_HOW TO COMPLETE THIS TASK_.
In the records below, find the line that contains "Look at the photo above. For every instance of the gray" and the line that contains "Look at the photo above. For every instance of the row". Set down exactly those lines and every line between them, and nothing more.

[Natural-language object grounding data]
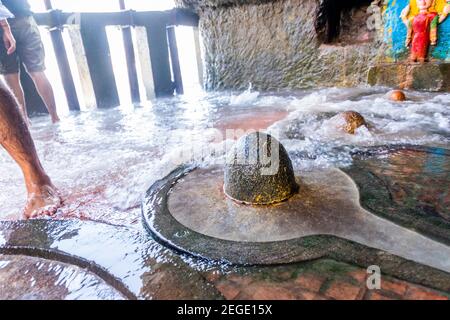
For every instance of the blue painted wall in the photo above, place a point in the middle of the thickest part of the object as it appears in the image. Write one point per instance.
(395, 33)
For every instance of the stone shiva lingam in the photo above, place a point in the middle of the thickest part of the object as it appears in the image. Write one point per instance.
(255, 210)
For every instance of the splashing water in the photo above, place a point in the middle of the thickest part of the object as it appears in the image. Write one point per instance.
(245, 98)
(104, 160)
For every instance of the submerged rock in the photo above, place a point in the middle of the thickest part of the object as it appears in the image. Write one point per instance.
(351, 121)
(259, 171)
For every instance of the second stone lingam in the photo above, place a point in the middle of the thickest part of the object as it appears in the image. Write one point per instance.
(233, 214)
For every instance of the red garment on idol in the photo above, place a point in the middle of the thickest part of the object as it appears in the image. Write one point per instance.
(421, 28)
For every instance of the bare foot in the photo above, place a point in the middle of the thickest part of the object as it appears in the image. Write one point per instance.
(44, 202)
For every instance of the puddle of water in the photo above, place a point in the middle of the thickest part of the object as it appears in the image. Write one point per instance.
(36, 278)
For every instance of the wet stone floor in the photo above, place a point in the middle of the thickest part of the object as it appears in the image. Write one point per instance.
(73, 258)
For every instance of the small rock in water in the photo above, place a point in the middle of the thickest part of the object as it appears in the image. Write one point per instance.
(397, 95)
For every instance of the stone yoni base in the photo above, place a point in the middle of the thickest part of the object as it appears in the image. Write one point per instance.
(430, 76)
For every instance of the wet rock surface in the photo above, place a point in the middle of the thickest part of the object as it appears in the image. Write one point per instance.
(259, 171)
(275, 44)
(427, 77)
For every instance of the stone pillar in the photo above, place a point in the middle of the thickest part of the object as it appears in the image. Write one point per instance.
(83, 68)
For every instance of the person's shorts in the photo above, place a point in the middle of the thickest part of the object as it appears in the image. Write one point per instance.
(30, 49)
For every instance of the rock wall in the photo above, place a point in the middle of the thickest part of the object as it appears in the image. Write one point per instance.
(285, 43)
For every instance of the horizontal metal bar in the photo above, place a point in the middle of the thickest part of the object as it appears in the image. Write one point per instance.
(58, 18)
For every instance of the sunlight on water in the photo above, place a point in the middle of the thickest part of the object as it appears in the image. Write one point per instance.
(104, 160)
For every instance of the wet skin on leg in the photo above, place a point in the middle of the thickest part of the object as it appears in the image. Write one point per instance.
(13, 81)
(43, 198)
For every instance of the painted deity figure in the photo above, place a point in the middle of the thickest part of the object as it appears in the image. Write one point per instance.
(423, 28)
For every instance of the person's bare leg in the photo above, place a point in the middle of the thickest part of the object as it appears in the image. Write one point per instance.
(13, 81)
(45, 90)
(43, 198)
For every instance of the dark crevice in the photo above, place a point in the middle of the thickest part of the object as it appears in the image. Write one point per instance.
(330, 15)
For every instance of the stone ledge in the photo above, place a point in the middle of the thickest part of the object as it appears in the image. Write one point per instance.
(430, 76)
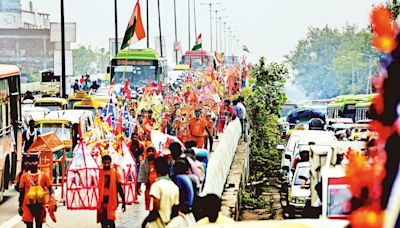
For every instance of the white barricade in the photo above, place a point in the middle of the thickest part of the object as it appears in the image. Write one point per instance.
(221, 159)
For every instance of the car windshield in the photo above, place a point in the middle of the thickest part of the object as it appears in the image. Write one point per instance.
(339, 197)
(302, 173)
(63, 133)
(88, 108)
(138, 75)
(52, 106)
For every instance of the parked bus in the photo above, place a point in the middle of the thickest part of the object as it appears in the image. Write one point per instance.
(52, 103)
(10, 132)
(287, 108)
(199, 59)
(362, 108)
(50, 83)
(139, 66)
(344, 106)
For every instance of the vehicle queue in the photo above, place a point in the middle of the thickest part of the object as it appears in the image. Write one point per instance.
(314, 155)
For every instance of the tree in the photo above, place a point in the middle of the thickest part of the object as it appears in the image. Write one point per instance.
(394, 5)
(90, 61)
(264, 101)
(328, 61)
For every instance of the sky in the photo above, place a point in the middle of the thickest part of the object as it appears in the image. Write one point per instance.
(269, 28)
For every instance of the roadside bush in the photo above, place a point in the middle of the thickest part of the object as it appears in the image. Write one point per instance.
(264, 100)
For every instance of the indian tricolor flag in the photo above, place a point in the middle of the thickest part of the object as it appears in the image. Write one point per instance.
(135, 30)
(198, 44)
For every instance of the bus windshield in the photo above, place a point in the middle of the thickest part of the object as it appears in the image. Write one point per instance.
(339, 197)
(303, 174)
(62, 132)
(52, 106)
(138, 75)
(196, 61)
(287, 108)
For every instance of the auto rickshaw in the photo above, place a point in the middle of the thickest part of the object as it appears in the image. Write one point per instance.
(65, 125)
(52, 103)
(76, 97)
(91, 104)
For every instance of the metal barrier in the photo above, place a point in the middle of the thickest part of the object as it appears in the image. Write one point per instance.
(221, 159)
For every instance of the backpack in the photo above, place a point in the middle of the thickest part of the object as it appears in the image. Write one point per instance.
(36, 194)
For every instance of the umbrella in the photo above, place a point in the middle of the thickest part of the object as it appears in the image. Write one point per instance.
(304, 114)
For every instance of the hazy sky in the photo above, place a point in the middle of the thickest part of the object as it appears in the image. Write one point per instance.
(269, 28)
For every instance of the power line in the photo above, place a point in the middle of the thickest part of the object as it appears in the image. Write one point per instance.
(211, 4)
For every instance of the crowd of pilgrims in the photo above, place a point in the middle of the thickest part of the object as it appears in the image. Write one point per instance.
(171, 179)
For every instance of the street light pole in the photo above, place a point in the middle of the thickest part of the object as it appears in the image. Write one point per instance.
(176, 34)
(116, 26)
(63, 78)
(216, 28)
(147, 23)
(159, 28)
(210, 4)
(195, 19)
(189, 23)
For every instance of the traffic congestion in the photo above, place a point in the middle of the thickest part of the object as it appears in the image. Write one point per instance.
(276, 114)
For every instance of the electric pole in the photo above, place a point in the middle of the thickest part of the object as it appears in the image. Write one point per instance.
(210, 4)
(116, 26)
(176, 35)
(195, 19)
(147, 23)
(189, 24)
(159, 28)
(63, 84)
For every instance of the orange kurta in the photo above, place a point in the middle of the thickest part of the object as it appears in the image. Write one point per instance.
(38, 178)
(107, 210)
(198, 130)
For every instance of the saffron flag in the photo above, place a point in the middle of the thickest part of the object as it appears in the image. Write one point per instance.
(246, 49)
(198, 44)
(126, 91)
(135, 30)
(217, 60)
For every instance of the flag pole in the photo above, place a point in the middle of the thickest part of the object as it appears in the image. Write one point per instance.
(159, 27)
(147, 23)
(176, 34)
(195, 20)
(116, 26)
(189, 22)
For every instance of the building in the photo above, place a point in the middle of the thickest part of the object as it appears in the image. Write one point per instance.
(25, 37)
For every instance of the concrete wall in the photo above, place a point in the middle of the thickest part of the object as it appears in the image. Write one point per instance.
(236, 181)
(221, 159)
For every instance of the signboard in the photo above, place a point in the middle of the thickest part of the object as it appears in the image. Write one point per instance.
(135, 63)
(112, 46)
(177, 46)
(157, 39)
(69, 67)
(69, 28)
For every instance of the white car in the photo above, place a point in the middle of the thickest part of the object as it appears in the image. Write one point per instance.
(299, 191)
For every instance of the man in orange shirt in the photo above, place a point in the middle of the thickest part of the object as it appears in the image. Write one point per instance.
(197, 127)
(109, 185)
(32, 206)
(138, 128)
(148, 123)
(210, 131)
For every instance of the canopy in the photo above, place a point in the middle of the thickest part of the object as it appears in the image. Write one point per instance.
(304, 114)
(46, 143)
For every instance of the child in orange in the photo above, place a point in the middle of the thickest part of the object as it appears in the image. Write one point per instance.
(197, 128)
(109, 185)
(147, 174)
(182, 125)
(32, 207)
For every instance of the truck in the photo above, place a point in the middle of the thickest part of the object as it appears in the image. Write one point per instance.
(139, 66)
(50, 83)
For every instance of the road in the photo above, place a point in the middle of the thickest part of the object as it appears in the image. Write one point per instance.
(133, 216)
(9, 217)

==

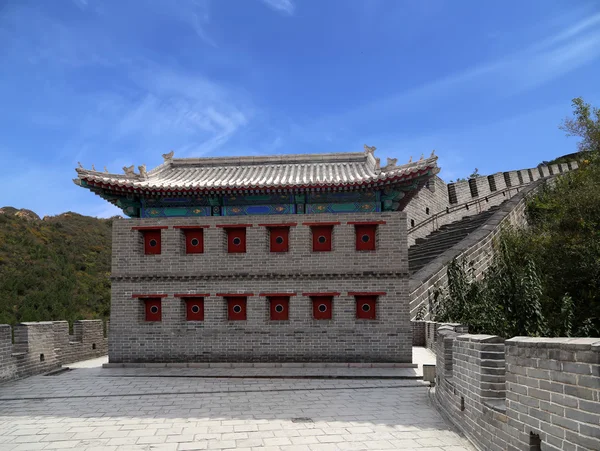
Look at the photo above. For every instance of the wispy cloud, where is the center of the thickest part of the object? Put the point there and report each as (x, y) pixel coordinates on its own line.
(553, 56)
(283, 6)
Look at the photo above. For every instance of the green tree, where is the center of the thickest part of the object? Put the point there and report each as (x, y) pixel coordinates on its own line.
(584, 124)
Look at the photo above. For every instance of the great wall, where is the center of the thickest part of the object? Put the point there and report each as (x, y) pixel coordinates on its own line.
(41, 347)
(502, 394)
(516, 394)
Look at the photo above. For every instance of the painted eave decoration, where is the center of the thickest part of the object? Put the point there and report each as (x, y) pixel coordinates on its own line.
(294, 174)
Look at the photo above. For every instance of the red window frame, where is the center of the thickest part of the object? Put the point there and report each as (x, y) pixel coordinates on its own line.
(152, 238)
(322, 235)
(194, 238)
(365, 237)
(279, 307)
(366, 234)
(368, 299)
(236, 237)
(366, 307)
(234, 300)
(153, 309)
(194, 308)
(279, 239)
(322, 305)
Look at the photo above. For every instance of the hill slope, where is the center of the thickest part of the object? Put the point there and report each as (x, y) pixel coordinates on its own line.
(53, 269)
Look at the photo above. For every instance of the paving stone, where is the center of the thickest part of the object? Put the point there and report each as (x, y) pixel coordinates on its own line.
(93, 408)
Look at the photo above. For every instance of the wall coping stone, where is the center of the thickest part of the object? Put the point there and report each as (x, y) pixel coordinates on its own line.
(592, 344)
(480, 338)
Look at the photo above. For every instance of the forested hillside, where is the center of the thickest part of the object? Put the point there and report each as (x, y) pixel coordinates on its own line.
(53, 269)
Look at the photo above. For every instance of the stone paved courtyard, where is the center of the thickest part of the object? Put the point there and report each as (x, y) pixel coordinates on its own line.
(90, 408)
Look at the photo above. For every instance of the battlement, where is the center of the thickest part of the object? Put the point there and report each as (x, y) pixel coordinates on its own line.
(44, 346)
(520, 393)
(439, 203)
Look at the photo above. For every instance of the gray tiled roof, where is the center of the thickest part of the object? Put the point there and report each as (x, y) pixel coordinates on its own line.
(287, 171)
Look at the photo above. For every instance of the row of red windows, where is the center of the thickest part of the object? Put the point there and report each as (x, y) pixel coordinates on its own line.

_RESPONSE TO THE EXERCISE_.
Look at the photo above. For every instance of the gray tiled roof, where is the center of the thickest part of the object? Put the point there and report each as (x, y) pixel coordinates on its own line.
(287, 171)
Look at the photo above. For every instance of the row of red windows, where is the center of the thickest part of the object? Put the point there and report each as (x, y) pixel coordinates on its own line.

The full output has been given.